• [CONSIGNE 1]: Mettez sous forme de tableau Markdown les lignes des entrées, de la ligne qui contient « Segment each <instance> » jusqu'à celle qui contient « positive clicks: (50, 112) » incluse, sans les lignes vides. Utilisez deux colonnes : « N° » pour le numéro de ligne et « Contenu » pour la ligne.

• [EXTRAIT DU TEXTE]:
- - - -

Tout ce que vous avez toujours voulu savoir sur le Gombo et le reste… sans jamais oser l’imaginer
Qui cherche à approcher la vérité d’une cellule familiale, doit interroger l’enfant ou le fou.
Dans la famille humaine, voici venir et inlassablement se souvenir le délirant Fabius Mortimer Bartoza, le héros du premier roman du dramaturge, poète et conteur Guy Alexandre Sounda.
Cher tout le monde, femmes, hommes et tant d’autres, Fabius Mortimer Bartoza, les gendarmes l’ont appréhendé juché sur la statue équestre d’Henri IV du Pont-Neuf (p. 17). Poussant des cris incompréhensibles, il était ivre et vêtu d’un manteau jaune et d’une perruque gothique noire.
Transféré dans un centre de détention psychomédical au nord de Paris, l’individu est pris en charge par un jeune écouteur assermenté qui connaît la langue des signes et doit déterminer s’il s’agit d’un authentique muet ou d’un simulateur.
Le sexagénaire, qui de prime abord a l’air d’un immigré sans-papiers un peu simplet, sort de sa valise en bois une poupée russe (p. 18) qu’il a trouvée et à laquelle il s’adresse :
Tu sais ce qui m’aurait fait plaisir au moment où je nous parle ? (p. 26)
Ou grâce à laquelle il parle :
Tu es la gardienne des âmes fourvoyées (p 62).

- - - -

• [ENTRÉES FOURNIES]:
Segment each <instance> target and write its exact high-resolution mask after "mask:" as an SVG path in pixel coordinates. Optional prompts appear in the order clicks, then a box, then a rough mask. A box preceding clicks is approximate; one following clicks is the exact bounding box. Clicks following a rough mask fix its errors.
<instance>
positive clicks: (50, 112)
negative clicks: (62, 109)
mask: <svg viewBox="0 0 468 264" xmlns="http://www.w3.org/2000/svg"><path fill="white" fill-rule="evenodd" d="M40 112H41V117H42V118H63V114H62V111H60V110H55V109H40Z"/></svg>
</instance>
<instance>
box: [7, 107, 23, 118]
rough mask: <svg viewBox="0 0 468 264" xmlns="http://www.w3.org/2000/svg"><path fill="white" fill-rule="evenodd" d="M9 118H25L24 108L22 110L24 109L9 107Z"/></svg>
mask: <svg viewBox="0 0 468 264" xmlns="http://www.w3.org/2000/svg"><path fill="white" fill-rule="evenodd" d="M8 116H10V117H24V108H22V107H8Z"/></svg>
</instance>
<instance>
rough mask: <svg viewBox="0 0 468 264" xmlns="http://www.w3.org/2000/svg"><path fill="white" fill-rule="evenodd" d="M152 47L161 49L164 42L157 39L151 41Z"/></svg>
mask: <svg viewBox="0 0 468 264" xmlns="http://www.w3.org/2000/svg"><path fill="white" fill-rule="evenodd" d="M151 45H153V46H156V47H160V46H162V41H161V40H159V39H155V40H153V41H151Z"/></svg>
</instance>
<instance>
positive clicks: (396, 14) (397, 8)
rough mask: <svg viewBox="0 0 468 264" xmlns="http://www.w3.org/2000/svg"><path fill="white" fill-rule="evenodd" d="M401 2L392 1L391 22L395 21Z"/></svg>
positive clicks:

- - - -

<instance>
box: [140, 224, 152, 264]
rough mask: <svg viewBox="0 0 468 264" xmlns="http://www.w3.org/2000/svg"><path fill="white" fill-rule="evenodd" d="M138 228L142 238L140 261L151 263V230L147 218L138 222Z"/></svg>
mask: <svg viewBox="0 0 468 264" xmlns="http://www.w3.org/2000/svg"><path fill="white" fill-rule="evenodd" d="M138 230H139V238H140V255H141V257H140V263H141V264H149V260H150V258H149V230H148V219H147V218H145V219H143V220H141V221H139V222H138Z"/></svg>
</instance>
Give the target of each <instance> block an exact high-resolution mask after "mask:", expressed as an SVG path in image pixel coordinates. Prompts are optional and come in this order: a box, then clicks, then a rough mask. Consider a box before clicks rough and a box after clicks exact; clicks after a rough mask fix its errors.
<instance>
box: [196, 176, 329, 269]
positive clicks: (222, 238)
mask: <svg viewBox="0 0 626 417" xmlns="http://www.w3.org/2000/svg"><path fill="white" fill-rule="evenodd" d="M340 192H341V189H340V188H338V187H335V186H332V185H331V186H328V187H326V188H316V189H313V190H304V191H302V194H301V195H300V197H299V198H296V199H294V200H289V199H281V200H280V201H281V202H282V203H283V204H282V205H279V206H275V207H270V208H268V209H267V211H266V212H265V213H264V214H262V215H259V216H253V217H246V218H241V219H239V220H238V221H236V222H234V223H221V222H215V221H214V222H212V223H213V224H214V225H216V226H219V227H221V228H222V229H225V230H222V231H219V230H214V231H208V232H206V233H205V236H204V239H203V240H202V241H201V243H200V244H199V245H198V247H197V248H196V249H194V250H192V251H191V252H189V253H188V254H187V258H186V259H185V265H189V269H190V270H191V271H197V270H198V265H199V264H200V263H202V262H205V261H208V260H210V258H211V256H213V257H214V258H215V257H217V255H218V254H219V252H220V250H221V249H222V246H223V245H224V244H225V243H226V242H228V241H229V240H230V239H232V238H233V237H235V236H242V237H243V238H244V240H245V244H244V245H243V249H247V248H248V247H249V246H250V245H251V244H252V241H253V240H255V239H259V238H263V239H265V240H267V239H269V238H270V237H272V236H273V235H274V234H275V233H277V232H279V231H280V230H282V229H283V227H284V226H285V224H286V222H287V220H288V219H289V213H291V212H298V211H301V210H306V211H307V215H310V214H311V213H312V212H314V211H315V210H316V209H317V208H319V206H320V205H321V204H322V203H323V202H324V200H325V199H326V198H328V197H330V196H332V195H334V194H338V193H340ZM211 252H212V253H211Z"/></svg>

- - - -

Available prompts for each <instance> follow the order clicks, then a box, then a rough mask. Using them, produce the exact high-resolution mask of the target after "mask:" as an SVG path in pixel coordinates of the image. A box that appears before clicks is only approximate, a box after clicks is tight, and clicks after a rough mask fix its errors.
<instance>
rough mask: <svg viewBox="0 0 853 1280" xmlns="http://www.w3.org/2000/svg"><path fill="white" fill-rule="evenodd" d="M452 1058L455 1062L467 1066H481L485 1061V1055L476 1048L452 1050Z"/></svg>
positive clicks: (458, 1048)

- - - -

• [CONSIGNE 2]: Réécrivez le passage de la critique du roman qui va de « Tout ce que » jusqu'à « l’enfant ou le fou. » inclus, en remplaçant « le fou » par « le poète ».

• [VOTRE RÉPONSE 1]:
| N° | Contenu |
|---|---|
| 1 | Segment each <instance> target and write its exact high-resolution mask after "mask:" as an SVG path in pixel coordinates. Optional prompts appear in the order clicks, then a box, then a rough mask. A box preceding clicks is approximate; one following clicks is the exact bounding box. Clicks following a rough mask fix its errors. |
| 2 | <instance> |
| 3 | positive clicks: (50, 112) |

• [VOTRE RÉPONSE 2]:
Tout ce que vous avez toujours voulu savoir sur le Gombo et le reste… sans jamais oser l’imaginer
Qui cherche à approcher la vérité d’une cellule familiale, doit interroger l’enfant ou le poète.